**AIM OF THE TASK:**
Render the items from their beginning through the line containing "212], [367, 212]]", inclusive, as a JSON list of strings with one string per line, omitting blank lines and leaving out the pictures.

**MATERIAL FOR THIS TASK:**
........
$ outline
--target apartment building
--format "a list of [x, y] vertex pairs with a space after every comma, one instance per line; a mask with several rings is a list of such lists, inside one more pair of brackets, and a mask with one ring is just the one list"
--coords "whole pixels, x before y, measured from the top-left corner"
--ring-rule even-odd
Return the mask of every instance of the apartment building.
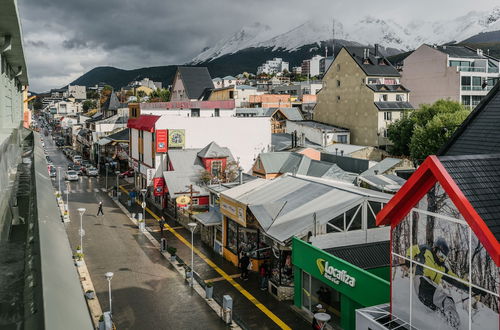
[[473, 108], [499, 77], [499, 59], [481, 49], [424, 44], [404, 60], [401, 82], [415, 107], [450, 99]]
[[314, 120], [348, 128], [350, 142], [385, 148], [387, 126], [407, 110], [410, 91], [378, 47], [343, 47], [323, 77]]
[[272, 60], [267, 60], [266, 63], [262, 64], [257, 68], [257, 74], [276, 74], [283, 71], [289, 71], [288, 62], [284, 62], [282, 58], [273, 58]]

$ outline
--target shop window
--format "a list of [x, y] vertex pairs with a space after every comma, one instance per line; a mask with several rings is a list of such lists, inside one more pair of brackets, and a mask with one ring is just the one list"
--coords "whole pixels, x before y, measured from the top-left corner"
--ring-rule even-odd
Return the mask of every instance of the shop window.
[[212, 175], [217, 177], [222, 172], [222, 160], [213, 160], [212, 161]]
[[226, 248], [233, 252], [238, 253], [238, 224], [228, 218], [227, 219], [227, 241]]
[[367, 226], [368, 229], [376, 228], [375, 219], [377, 218], [377, 214], [382, 210], [383, 203], [369, 201], [368, 202], [368, 212], [367, 212]]

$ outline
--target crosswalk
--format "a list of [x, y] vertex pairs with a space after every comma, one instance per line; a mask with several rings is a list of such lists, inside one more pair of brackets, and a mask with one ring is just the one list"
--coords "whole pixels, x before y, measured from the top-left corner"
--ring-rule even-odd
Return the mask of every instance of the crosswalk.
[[[98, 192], [106, 192], [106, 188], [87, 188], [87, 189], [71, 188], [69, 190], [70, 194], [74, 194], [74, 193], [98, 193]], [[67, 194], [67, 193], [68, 193], [67, 190], [63, 190], [63, 194]]]

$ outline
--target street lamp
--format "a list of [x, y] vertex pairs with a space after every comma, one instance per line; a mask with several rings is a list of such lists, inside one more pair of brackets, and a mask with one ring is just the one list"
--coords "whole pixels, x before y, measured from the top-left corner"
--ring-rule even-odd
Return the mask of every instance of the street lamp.
[[141, 189], [142, 194], [142, 220], [146, 221], [146, 192], [147, 189]]
[[69, 212], [69, 181], [66, 182], [66, 211]]
[[193, 286], [194, 279], [194, 231], [196, 230], [196, 222], [188, 223], [191, 230], [191, 287]]
[[113, 272], [107, 272], [104, 274], [106, 279], [108, 280], [108, 294], [109, 294], [109, 315], [112, 317], [112, 309], [111, 309], [111, 279], [113, 278]]
[[83, 236], [85, 236], [85, 231], [83, 231], [83, 221], [82, 221], [82, 218], [83, 218], [83, 214], [85, 213], [86, 209], [83, 208], [83, 207], [80, 207], [78, 209], [78, 213], [80, 213], [80, 230], [79, 230], [79, 234], [80, 234], [80, 250], [82, 251], [82, 254], [83, 254]]
[[109, 163], [104, 164], [106, 165], [106, 193], [108, 192], [108, 166]]
[[115, 171], [116, 174], [116, 199], [118, 199], [118, 175], [120, 175], [120, 171]]
[[58, 166], [57, 167], [57, 179], [58, 179], [58, 190], [59, 190], [59, 193], [61, 192], [61, 166]]

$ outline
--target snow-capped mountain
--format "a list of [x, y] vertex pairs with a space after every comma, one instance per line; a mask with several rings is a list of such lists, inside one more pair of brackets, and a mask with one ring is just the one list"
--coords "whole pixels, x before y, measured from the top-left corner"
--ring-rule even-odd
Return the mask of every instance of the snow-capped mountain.
[[403, 52], [415, 49], [423, 43], [459, 42], [479, 33], [498, 31], [500, 30], [500, 7], [488, 12], [473, 11], [449, 20], [411, 21], [405, 26], [393, 20], [383, 20], [372, 16], [363, 17], [355, 22], [342, 22], [337, 18], [330, 22], [311, 20], [275, 36], [272, 35], [272, 29], [269, 26], [256, 23], [242, 28], [231, 37], [204, 50], [191, 63], [211, 61], [251, 47], [284, 49], [293, 52], [304, 45], [331, 40], [332, 21], [335, 24], [335, 39], [365, 45], [377, 43], [385, 48]]

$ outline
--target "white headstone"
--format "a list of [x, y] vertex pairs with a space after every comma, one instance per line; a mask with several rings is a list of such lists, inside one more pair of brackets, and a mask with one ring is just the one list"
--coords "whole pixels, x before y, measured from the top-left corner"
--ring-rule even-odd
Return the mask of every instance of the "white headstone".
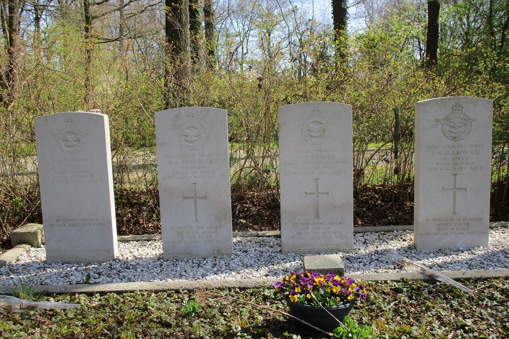
[[175, 108], [155, 119], [164, 259], [231, 255], [227, 111]]
[[35, 119], [48, 262], [111, 260], [118, 250], [108, 117], [68, 112]]
[[488, 245], [493, 102], [417, 103], [414, 240], [418, 251]]
[[296, 104], [278, 115], [282, 252], [351, 251], [352, 106]]

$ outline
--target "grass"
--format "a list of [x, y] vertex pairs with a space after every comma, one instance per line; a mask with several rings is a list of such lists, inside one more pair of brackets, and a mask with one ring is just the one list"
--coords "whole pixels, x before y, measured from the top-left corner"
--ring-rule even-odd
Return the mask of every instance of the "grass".
[[[370, 298], [350, 314], [379, 338], [504, 338], [509, 332], [509, 280], [448, 285], [420, 281], [369, 283]], [[48, 338], [278, 338], [302, 339], [282, 315], [223, 295], [287, 311], [271, 287], [135, 292], [41, 297], [80, 303], [76, 309], [23, 314], [0, 309], [0, 337]], [[317, 337], [315, 337], [316, 338]]]

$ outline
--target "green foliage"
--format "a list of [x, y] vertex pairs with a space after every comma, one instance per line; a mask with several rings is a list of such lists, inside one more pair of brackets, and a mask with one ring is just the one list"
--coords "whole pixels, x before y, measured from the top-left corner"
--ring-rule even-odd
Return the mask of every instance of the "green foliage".
[[[447, 285], [422, 281], [371, 282], [372, 296], [354, 306], [349, 316], [353, 322], [346, 319], [345, 324], [358, 332], [371, 326], [373, 337], [378, 338], [505, 337], [509, 329], [509, 281], [474, 279], [462, 283], [482, 289], [471, 297]], [[269, 287], [53, 295], [36, 299], [81, 306], [23, 314], [0, 308], [0, 334], [8, 333], [10, 337], [70, 338], [299, 337], [291, 321], [282, 315], [212, 298], [209, 292], [288, 312], [285, 303], [275, 298]], [[197, 316], [191, 316], [182, 310], [191, 300], [203, 305]], [[338, 332], [336, 337], [365, 337], [344, 335], [348, 333]]]
[[334, 338], [353, 338], [366, 339], [371, 338], [373, 329], [367, 325], [359, 326], [348, 316], [345, 316], [343, 325], [336, 327], [332, 332]]
[[202, 311], [202, 305], [192, 299], [189, 299], [182, 305], [182, 312], [190, 317], [194, 317], [196, 313]]

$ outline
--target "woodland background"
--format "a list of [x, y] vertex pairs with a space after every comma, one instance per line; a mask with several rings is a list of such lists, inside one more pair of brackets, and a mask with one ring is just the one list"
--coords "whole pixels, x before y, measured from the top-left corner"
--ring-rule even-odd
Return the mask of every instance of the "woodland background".
[[489, 99], [491, 217], [509, 220], [509, 0], [0, 4], [3, 249], [42, 222], [34, 119], [66, 111], [108, 115], [119, 234], [143, 234], [160, 231], [157, 111], [228, 110], [234, 229], [257, 230], [279, 228], [277, 107], [352, 105], [355, 226], [411, 224], [415, 102]]

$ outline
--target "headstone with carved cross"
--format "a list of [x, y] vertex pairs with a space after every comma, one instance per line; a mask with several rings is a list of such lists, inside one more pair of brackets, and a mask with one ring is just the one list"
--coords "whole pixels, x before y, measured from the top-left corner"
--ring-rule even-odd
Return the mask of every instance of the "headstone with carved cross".
[[415, 107], [418, 251], [488, 245], [493, 102], [439, 98]]
[[231, 255], [227, 111], [175, 108], [155, 120], [164, 259]]
[[103, 262], [118, 252], [108, 117], [35, 118], [46, 260]]
[[278, 113], [282, 252], [351, 251], [352, 107], [310, 102]]

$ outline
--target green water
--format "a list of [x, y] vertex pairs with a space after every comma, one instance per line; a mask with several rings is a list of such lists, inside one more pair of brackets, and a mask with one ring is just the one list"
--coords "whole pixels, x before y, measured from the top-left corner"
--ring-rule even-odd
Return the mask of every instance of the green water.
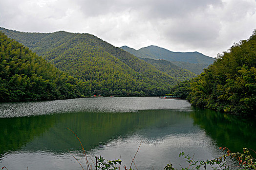
[[66, 127], [92, 158], [121, 156], [121, 167], [129, 167], [142, 141], [139, 170], [163, 169], [169, 160], [187, 167], [178, 157], [182, 151], [206, 159], [221, 155], [221, 146], [256, 150], [255, 119], [193, 108], [183, 100], [102, 97], [0, 106], [0, 165], [9, 170], [82, 169], [72, 154], [85, 167], [79, 142]]

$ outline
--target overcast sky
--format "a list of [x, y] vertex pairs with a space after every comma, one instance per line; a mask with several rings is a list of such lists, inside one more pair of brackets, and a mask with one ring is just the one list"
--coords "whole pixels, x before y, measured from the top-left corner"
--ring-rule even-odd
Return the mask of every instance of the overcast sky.
[[0, 0], [0, 27], [87, 33], [116, 47], [211, 57], [256, 28], [256, 0]]

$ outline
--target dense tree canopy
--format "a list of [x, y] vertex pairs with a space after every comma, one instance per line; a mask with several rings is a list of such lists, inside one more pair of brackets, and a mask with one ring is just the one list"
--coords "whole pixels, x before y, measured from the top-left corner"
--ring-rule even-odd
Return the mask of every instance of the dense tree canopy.
[[178, 80], [128, 52], [88, 34], [30, 33], [0, 28], [60, 70], [87, 85], [90, 94], [163, 95]]
[[[248, 40], [235, 44], [219, 54], [204, 72], [177, 86], [172, 93], [184, 93], [192, 104], [238, 114], [256, 110], [256, 30]], [[182, 89], [184, 90], [182, 90]]]
[[182, 68], [167, 60], [143, 58], [139, 58], [149, 63], [157, 69], [165, 72], [171, 77], [174, 77], [179, 81], [191, 79], [196, 76], [196, 74], [195, 73], [188, 70]]

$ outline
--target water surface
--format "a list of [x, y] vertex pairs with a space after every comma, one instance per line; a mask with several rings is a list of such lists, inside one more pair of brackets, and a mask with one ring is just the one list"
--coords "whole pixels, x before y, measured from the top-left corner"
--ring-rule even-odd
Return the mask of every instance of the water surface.
[[194, 108], [184, 100], [101, 97], [3, 103], [0, 118], [0, 165], [9, 170], [82, 169], [72, 154], [85, 167], [79, 142], [66, 127], [92, 158], [121, 157], [121, 167], [129, 167], [142, 141], [135, 160], [139, 170], [162, 170], [169, 161], [187, 167], [178, 157], [182, 151], [205, 160], [223, 154], [220, 146], [234, 152], [256, 149], [255, 120]]

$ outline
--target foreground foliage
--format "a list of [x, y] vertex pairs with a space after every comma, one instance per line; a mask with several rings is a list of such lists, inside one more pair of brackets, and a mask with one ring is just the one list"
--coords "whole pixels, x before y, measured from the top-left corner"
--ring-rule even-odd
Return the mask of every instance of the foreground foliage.
[[256, 67], [256, 30], [248, 40], [235, 44], [229, 51], [219, 54], [203, 73], [189, 83], [174, 87], [172, 93], [186, 93], [193, 105], [255, 115]]
[[88, 34], [23, 33], [0, 28], [8, 36], [85, 82], [91, 94], [164, 95], [177, 80], [129, 53]]

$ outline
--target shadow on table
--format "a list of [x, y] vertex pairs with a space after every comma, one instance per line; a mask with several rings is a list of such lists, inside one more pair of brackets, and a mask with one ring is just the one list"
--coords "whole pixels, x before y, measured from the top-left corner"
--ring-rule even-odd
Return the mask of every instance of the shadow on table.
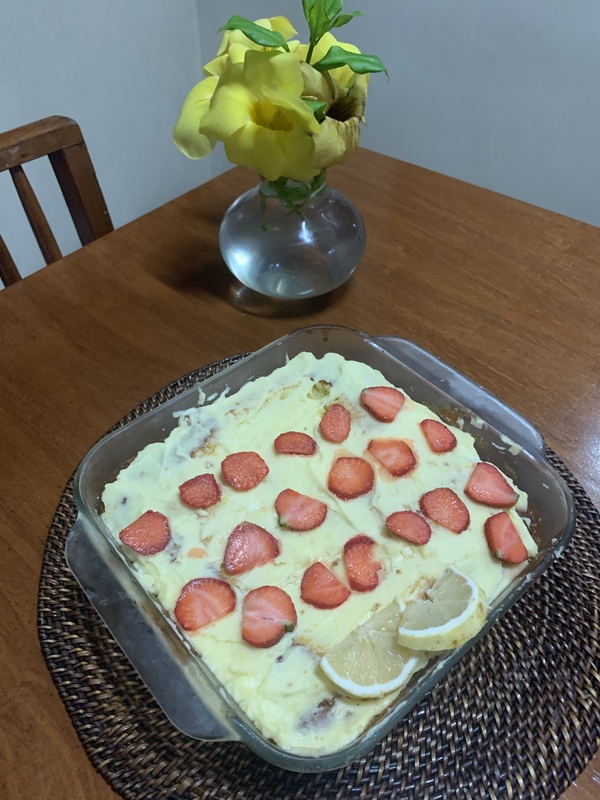
[[277, 300], [241, 284], [227, 269], [218, 247], [205, 244], [198, 250], [178, 252], [168, 274], [157, 275], [168, 286], [188, 295], [209, 294], [243, 311], [260, 317], [301, 317], [324, 311], [339, 302], [349, 284], [306, 300]]

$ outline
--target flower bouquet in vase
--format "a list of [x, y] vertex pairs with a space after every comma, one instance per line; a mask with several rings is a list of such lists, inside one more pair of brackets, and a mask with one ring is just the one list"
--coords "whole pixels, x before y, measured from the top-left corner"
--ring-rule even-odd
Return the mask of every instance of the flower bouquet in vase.
[[362, 259], [362, 217], [328, 187], [327, 169], [358, 146], [369, 75], [386, 72], [331, 33], [360, 11], [343, 13], [343, 0], [302, 6], [308, 44], [285, 17], [231, 17], [173, 131], [189, 158], [220, 141], [229, 161], [256, 170], [257, 185], [223, 218], [221, 253], [245, 286], [290, 300], [335, 289]]

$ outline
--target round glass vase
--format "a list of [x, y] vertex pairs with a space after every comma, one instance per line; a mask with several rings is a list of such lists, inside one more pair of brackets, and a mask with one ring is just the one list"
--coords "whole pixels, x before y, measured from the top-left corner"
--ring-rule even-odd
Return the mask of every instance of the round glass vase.
[[352, 275], [365, 252], [357, 208], [326, 183], [261, 178], [228, 208], [219, 231], [225, 263], [255, 292], [300, 300], [330, 292]]

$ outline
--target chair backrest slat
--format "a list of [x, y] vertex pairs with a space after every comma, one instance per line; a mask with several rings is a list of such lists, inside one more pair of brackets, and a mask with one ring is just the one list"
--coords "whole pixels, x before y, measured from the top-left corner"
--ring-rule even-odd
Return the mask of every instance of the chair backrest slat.
[[51, 153], [50, 163], [81, 244], [110, 233], [113, 224], [85, 142]]
[[8, 247], [4, 244], [4, 239], [0, 236], [0, 280], [5, 286], [21, 280], [21, 273], [17, 265], [8, 252]]
[[46, 264], [58, 261], [59, 258], [62, 258], [60, 247], [54, 238], [52, 229], [48, 224], [48, 220], [42, 211], [42, 207], [35, 196], [35, 192], [29, 183], [29, 179], [23, 167], [20, 165], [11, 167], [10, 174]]
[[[46, 119], [0, 133], [0, 172], [10, 170], [21, 204], [46, 264], [62, 258], [58, 243], [23, 164], [48, 156], [82, 245], [110, 233], [112, 220], [79, 125], [68, 117]], [[21, 275], [0, 238], [0, 280], [5, 286]]]

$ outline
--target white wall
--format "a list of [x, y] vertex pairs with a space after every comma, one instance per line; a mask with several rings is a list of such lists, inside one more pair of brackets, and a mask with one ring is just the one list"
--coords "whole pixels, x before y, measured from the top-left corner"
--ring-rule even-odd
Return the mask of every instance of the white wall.
[[[116, 227], [212, 177], [171, 141], [202, 63], [195, 0], [0, 2], [0, 130], [74, 117]], [[76, 249], [47, 160], [28, 174], [63, 252]], [[43, 265], [7, 173], [0, 226], [23, 274]]]
[[[78, 119], [117, 226], [230, 167], [221, 145], [188, 161], [171, 128], [231, 14], [284, 14], [306, 40], [300, 0], [8, 3], [0, 130], [54, 113]], [[346, 7], [365, 16], [338, 35], [377, 53], [391, 77], [371, 81], [364, 146], [600, 225], [598, 0]], [[19, 265], [36, 268], [41, 256], [26, 223], [7, 217], [6, 177], [2, 232]], [[52, 221], [55, 198], [40, 180]], [[68, 251], [77, 239], [63, 227]]]
[[598, 0], [357, 6], [366, 147], [600, 225]]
........
**COMPLETED TASK:**
[
  "$ outline",
  "--target apartment building",
  "--format \"a list of [x, y] vertex pairs with a space after every comma, one instance per line; a mask with several rings is a list of such lists, inside one more pair of brackets, and a mask with one ring is just the one list\"",
  "--coords \"whole pixels, x before y, measured from the top-left corner\"",
  "--ring-rule even-odd",
  "Return the mask of every instance of the apartment building.",
  "[[473, 108], [499, 77], [499, 59], [481, 49], [424, 44], [404, 60], [401, 82], [415, 107], [450, 99]]",
  "[[314, 120], [348, 128], [350, 142], [385, 148], [387, 126], [407, 110], [410, 91], [378, 47], [343, 47], [323, 77]]",
  "[[272, 60], [267, 60], [266, 63], [262, 64], [257, 68], [257, 74], [276, 74], [283, 71], [289, 71], [288, 62], [284, 62], [282, 58], [273, 58]]",
  "$ outline",
  "--target shop window",
  "--format \"a list of [x, y] vertex pairs with a space after every comma, one instance per line; a mask with several rings is a list of such lists, inside one more pair of brackets, and a mask with one ring is just the one list\"",
  "--coords \"whole pixels, x before y, measured from the top-left corner\"",
  "--ring-rule even-odd",
  "Return the mask of every instance of the shop window.",
  "[[212, 175], [217, 177], [222, 172], [222, 160], [213, 160], [212, 161]]",
  "[[226, 248], [233, 252], [238, 253], [238, 224], [228, 218], [227, 219], [227, 241]]",
  "[[367, 226], [368, 229], [376, 228], [375, 219], [377, 218], [377, 214], [382, 210], [383, 203], [369, 201], [368, 202], [368, 212], [367, 212]]"
]